_Records shown_
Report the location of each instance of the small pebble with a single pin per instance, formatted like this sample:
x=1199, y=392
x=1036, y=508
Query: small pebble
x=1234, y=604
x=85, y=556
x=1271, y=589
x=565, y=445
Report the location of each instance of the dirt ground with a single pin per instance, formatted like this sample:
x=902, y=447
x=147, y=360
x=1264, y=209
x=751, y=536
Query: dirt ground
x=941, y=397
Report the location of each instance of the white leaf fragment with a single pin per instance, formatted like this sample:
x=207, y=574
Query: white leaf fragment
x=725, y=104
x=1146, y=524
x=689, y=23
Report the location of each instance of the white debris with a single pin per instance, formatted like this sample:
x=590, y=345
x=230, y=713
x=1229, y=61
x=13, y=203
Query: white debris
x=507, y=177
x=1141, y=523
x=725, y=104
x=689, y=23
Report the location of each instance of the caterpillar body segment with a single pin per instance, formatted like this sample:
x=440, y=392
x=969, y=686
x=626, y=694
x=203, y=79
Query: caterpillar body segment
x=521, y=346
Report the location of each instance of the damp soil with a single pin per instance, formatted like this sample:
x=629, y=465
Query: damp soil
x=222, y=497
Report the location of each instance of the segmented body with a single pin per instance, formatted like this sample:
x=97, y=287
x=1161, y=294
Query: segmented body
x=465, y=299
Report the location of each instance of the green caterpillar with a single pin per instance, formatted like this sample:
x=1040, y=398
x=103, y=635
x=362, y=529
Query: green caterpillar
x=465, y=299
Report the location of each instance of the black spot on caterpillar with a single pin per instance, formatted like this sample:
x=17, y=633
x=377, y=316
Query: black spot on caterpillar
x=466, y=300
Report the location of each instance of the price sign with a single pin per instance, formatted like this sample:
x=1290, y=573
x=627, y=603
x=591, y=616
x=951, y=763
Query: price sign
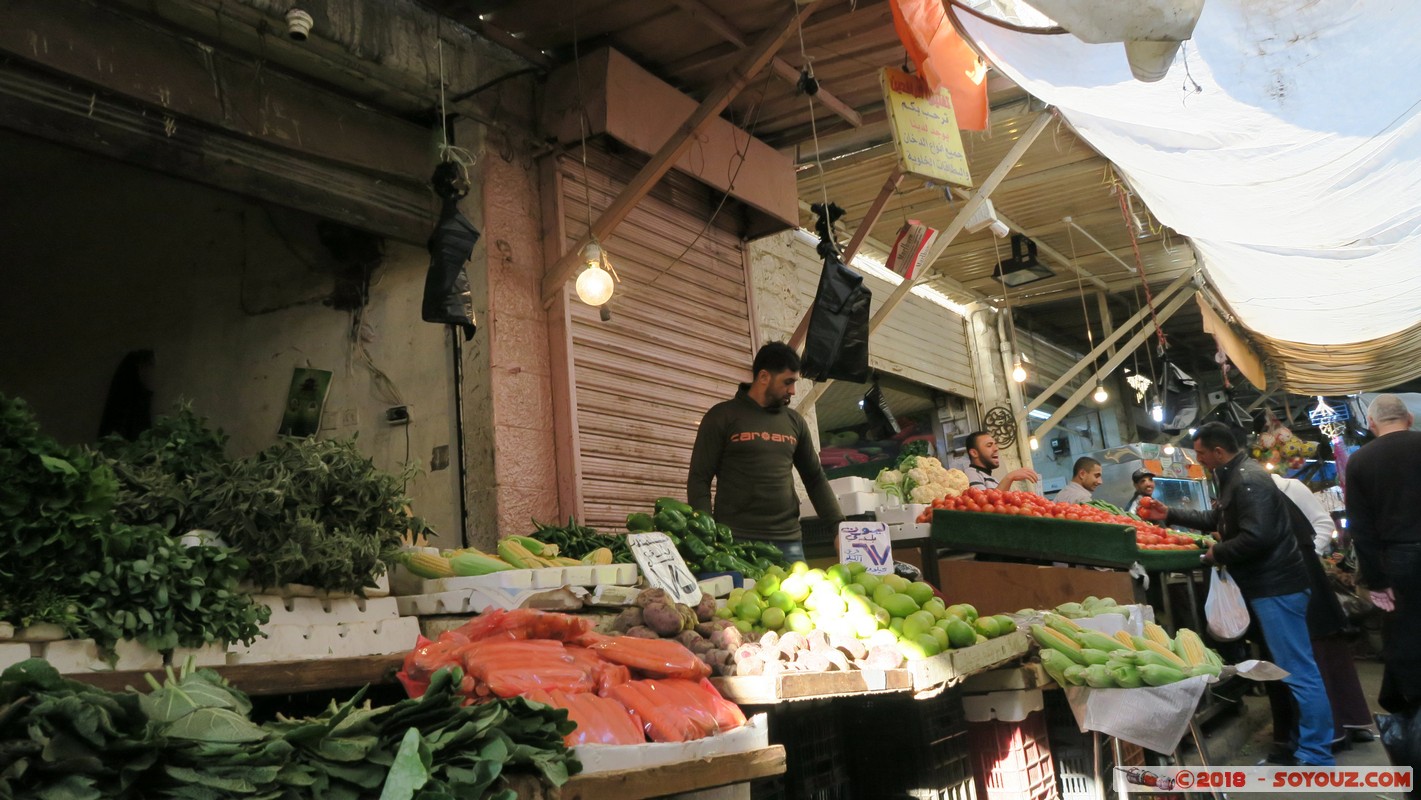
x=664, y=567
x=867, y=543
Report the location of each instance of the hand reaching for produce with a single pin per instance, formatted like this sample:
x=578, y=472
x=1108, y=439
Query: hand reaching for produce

_Given problem_
Output the line that contains "Report the location of each instance of the caterpillar" and every subsequent line through the end of the entries, exactly as given, without pictures.

_Task answer_
Report the location of each instance of the caterpillar body segment with a single pin per instance, formatted like this sample:
x=440, y=392
x=969, y=686
x=626, y=694
x=203, y=79
Query: caterpillar body segment
x=521, y=346
Report the location of each instance of the damp soil with a single pin per instance, formatted like this sample:
x=629, y=465
Query: damp soil
x=222, y=497
Report the location of each instance of the segmented body with a single pin per instance, formatted like this sample:
x=97, y=287
x=1161, y=294
Query: segmented body
x=465, y=299
Report the location of each instance of the green caterpillar with a single pin per instance, formatted like this sample:
x=1040, y=398
x=103, y=635
x=362, y=529
Query: green caterpillar
x=465, y=299
Report the location of each instance of the black spot on caterpillar with a single pin per instance, formatted like this sample:
x=17, y=633
x=377, y=316
Query: black spot on caterpillar
x=466, y=300
Report the location of each instance of the price sign with a single pin per instance, formatted like this sample:
x=1290, y=573
x=627, y=603
x=591, y=616
x=951, y=763
Query: price sign
x=664, y=567
x=867, y=543
Report the location of each instance of the hand reaching for produce with a single pin per instance, formatted like this sample:
x=578, y=472
x=1108, y=439
Query: hand reaching for produce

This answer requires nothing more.